*** LISTED ENTRIES Section Begins ***

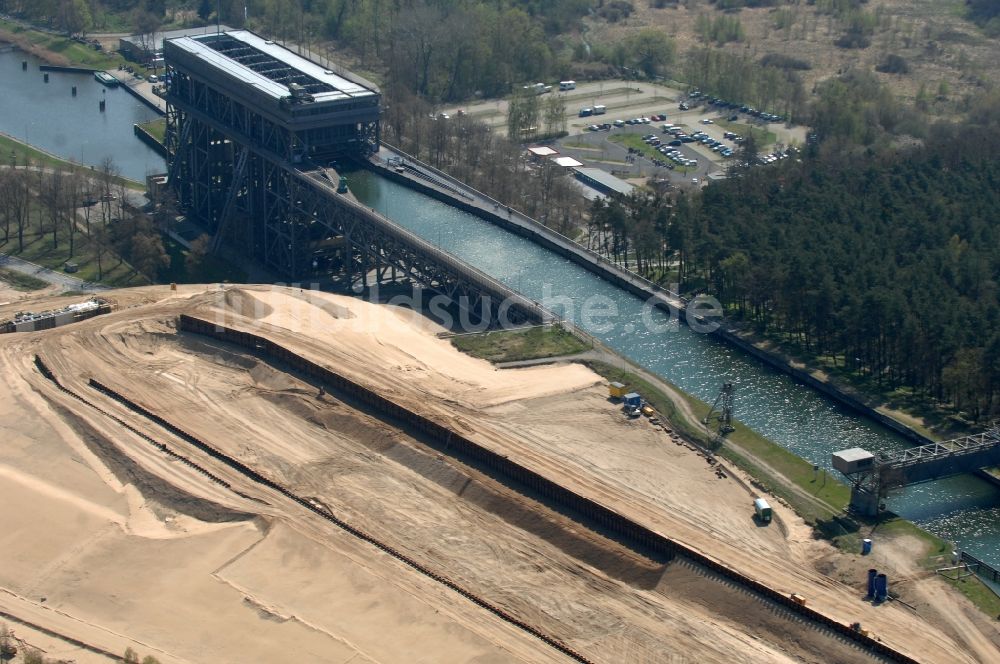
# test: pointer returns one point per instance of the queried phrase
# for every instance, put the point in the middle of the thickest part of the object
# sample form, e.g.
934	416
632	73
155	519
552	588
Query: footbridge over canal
872	477
251	130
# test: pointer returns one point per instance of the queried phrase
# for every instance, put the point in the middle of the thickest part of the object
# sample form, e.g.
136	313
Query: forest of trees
80	214
886	261
469	151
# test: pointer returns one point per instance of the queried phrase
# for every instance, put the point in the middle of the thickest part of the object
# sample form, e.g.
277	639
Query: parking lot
613	150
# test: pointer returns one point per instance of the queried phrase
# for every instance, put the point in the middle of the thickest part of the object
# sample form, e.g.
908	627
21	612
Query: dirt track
261	574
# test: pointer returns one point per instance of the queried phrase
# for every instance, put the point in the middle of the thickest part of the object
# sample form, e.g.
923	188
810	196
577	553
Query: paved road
64	281
594	149
624	99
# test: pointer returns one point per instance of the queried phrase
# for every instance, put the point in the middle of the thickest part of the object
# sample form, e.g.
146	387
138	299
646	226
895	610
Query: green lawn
13	151
516	345
21	282
39	249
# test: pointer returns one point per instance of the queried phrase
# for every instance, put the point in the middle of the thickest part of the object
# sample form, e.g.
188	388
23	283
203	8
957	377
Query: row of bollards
24	66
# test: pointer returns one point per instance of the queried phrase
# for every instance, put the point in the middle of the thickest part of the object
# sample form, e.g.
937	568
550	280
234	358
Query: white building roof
567	162
343	88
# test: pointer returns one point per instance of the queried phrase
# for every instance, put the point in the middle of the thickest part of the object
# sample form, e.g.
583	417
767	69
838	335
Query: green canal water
48	116
962	509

*** LISTED ENTRIES Section Ends ***

## WORK ITEM
Retype all the data exactly, please, without pictures.

## TASK OUTPUT
# test: pointer returns one point per instance of the queried phrase
# for every instance, put the point in the middle of the thickest part of the object
# sample form, e.g.
934	416
632	73
155	519
552	588
Query: footbridge over canal
872	477
251	130
# test: pointer returns one point per instance of the queried phrase
# for every instance, put the point in the middle of the thickest part of the object
# sample form, e.g.
136	313
Query: forest of trees
80	214
886	261
469	151
# test: pointer returns one point per instance of the queried phrase
# for every instance, put the point in the middle of the thickest part of the object
# sample form, e.g.
277	639
Query: parking lot
613	150
# test: pointer returns one point per instance of the queried phrase
# for every instance, put the point in the middle of the thickest part of the object
# sample form, e.g.
908	627
21	612
Query: dirt track
261	574
# test: pointer returns one point per instance of the queried phrase
# for every instance, put the point in the middle of the thickest part of the object
# sample form, e.g.
923	188
810	196
577	553
Query: paved road
64	281
594	149
624	99
# test: pointer returns one point per instance of the queried phrase
# for every instance, put the point in the middle of the thickest part of the object
# sample form, e.g.
146	387
138	299
646	226
895	610
Query: green lawn
13	151
516	345
21	282
39	249
# test: pointer returns one point per instance of the queried phrase
# for every instance, put the point in the middle of the thickest part of the object
# sample form, e.g.
188	388
23	283
203	8
957	377
Query: row of bollards
24	66
# test: pointer returns one point per instance of the queried phrase
# for every instance, put the point in the middle of the thickest part of the object
# sample form, e.g.
937	568
550	280
234	358
Query: white building roof
567	162
343	88
# test: pointer returns one point per instance of the queried phrase
# for every instance, put the point in the middle of the thickest part of the object
# sample form, e.g.
583	417
767	69
838	335
Query: green canal water
48	116
962	509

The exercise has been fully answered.